CHALLENGE => In the forum thread about post processing below, when does mnl say post processing is overdone?

TEXT PROVIDED =>
· · · · ·
Board index Photography Artistic Questions effects Vs 'natural pp' ..

Artistic Questions

effects Vs 'natural pp' ..

Discuss style and artistic aspects of photography
blush_1
 
Posts: 1

effects Vs 'natural pp' ..

Post Sun Feb 28, 2010 9:44 am


Hi all .. I was just wondering what people think works better .. lots of post processing to a picture or keeping it more natural .. ??

mnl
 
Posts: 46

Re: effects Vs 'natural pp' ..

Post Sun Feb 28, 2010 7:32 pm


The question sounds a little slanted to me. It's not a bi-polar question - - -one vs. the other.

1. Post processing is part of image capture. It's a tool, and not to use it (typically) is to artificially limit the photo.
2. If you can detect post processing when looking at the final shot (especially if it calls attention to itself) then PP is overdone.
All M8. Mostly 28 2.5 Elmarit http://www.pbase.com/mnl/photo_diary

mnl
 
Posts: 46

Re: effects Vs 'natural pp' ..

Post Mon Mar 01, 2010 12:04 am


- - - -unless you mean something on the order of what's discussed in this article:
http://pogue.blogs.nytimes.com/2010/02/ ... technology
These are not to my liking, generally, but clearly, if done well, it's all good.
All M8. Mostly 28 2.5 Elmarit http://www.pbase.com/mnl/photo_diary

madlights
 
Posts: 914

Re: effects Vs 'natural pp' ..

Post Wed Mar 10, 2010 7:19 am


I think and art can be made from either...or both... At least in some circumstances. However as mnl says some PP is required especially if shooting in RAW and even with jpg sometimes. Most photo journal sites have guidelines and rules as to post process acceptability, and in that regard some photojournalists have seriously damaged their careers if they've gone too far. It's a very complex issue and in many areas this issue seem to be still developing and changing (although it always existed even with film). It depends I think on the "vision" the artist has in areas other than photojournalism (and a photojournalists "vision" might affect the shot, but better do it before or during the shot and not afterwards). Just my opinion and there are lots of opinions on this.
My own personal preferences are toward less processing in a photo that's clearly designed as a record of something...except to make it look the best if can look without looking "processed"
Then on the other hand there is another form of photography that bends things much more as there has always been. And I've seen some of it that's really great to my eye. Think that it's a matter of "done well" either, both or combined...and of course personal preference.
· · · · ·
MATERIAL =>
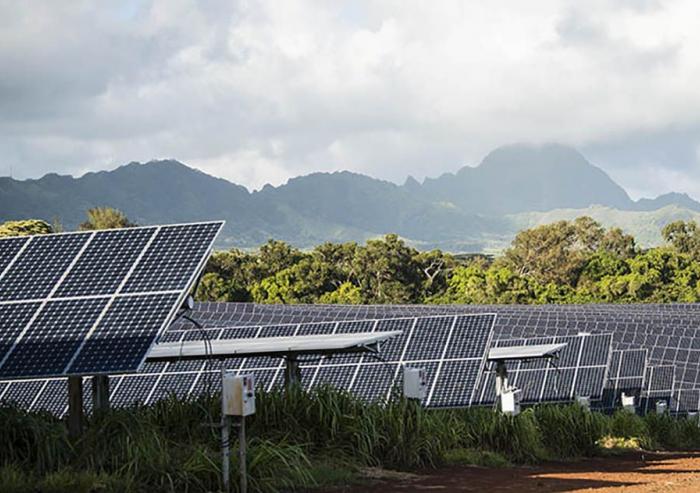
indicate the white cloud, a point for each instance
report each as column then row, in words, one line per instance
column 261, row 91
· · · · ·
WRITTEN ANSWER => When you can detect it in the final shot, especially if it calls attention to itself.